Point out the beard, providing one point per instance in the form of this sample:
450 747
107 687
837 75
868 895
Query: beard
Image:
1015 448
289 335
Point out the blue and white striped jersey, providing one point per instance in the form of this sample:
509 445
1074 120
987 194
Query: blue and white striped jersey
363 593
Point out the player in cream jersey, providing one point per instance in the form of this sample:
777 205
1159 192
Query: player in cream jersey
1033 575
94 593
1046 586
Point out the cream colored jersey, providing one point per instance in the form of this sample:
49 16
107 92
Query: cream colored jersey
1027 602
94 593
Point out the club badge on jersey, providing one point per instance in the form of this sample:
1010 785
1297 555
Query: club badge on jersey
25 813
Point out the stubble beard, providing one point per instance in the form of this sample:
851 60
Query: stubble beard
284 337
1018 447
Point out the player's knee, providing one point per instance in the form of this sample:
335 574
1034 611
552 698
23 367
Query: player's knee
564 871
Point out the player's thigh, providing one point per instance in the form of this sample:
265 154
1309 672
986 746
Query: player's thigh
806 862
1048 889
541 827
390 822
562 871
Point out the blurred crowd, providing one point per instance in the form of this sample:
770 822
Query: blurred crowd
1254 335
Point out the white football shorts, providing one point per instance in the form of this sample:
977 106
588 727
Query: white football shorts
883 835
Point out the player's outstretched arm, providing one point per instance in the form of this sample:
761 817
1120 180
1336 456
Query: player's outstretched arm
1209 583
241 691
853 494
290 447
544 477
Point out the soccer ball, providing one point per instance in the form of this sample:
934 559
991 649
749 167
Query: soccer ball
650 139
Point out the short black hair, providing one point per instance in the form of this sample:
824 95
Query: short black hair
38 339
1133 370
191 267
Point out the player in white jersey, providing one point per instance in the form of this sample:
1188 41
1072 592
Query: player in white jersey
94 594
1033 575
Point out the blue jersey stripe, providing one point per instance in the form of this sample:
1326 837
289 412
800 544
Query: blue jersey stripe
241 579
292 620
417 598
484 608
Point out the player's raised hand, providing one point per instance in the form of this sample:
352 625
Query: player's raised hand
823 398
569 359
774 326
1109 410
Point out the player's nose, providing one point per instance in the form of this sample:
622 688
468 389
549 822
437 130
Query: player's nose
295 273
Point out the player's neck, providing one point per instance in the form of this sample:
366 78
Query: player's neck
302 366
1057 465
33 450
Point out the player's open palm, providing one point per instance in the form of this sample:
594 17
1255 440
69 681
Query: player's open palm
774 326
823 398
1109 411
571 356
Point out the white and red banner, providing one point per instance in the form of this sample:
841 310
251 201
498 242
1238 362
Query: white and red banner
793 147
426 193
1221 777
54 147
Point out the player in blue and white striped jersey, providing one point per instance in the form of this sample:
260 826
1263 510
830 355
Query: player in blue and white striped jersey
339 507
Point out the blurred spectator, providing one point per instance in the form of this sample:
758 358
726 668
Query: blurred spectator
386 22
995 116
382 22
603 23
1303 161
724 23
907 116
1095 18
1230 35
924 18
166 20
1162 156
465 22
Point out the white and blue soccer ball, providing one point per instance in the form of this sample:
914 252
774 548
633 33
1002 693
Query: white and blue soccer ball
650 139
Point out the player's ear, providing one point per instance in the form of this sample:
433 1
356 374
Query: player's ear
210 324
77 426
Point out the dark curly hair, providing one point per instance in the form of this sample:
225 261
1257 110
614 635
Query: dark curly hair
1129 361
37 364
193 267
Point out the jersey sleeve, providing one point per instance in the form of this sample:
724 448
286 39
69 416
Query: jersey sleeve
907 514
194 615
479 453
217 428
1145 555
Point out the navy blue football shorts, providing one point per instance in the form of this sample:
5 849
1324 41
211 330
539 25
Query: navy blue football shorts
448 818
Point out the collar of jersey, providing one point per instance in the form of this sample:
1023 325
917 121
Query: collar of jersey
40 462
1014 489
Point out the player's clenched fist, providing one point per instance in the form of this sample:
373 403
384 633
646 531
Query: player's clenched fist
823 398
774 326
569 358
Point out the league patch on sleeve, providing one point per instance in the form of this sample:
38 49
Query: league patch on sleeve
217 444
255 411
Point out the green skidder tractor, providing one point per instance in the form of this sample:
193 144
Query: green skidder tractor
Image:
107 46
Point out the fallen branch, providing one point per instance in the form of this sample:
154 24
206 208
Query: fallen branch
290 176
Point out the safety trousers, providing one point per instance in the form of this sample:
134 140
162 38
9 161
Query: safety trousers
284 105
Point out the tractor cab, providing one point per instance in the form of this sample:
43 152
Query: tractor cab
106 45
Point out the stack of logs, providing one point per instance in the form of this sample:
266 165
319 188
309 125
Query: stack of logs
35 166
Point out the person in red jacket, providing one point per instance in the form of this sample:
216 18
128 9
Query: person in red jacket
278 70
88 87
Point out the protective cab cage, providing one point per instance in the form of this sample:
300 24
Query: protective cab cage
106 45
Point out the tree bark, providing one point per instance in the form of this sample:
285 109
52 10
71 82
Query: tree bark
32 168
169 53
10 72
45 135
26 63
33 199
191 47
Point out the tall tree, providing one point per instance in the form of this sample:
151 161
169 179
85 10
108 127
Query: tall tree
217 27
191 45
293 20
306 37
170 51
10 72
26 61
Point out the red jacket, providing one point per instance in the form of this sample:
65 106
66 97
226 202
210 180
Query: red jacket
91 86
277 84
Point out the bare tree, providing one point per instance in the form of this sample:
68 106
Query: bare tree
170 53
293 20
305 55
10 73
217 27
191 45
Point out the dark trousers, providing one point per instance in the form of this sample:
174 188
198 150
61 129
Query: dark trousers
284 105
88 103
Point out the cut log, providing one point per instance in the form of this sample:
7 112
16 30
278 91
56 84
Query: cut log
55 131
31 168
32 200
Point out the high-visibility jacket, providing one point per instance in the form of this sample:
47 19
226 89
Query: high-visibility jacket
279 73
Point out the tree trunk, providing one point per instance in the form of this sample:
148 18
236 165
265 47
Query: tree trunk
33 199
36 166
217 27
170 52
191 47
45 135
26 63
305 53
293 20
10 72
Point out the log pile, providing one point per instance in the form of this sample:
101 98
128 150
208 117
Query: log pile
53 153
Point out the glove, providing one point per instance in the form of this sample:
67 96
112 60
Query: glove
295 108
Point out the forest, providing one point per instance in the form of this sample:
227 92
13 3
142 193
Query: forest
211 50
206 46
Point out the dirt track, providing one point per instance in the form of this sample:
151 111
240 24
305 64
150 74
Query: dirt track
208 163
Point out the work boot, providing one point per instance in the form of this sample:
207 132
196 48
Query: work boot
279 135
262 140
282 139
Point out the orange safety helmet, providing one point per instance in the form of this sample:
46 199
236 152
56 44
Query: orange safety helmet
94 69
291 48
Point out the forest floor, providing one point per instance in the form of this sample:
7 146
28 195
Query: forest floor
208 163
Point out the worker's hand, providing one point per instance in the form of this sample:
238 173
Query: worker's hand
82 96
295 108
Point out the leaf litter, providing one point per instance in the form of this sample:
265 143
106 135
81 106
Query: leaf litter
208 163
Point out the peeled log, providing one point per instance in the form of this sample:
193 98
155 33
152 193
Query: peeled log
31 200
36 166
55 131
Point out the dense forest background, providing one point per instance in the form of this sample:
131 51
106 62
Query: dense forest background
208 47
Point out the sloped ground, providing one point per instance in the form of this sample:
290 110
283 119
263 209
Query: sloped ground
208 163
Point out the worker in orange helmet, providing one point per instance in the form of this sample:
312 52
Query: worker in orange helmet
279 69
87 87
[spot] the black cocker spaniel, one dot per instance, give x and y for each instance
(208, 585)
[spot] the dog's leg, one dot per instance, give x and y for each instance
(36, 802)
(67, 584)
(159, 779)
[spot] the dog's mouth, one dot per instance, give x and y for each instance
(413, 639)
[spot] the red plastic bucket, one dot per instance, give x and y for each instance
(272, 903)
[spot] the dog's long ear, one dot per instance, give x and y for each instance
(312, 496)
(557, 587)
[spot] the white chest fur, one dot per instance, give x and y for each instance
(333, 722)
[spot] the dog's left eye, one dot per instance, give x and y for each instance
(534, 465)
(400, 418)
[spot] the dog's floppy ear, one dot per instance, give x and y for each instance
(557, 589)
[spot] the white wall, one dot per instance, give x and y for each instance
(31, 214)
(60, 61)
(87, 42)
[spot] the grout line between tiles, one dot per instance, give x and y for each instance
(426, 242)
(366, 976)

**Work instructions:** Rescale the lines starting with the line that contains "[spot] the white wall, one" and going on through the end of the entries, writing every line out again, requests included. Multiply each coordinate in the answers by 2.25 and round it to a whole number, with halves rounded up.

**Result:**
[spot] the white wall, one dot per instance, give x and y for each instance
(70, 482)
(135, 137)
(196, 95)
[spot] the grout line between tiles, one dot per instance, give x and y for each instance
(959, 545)
(824, 2196)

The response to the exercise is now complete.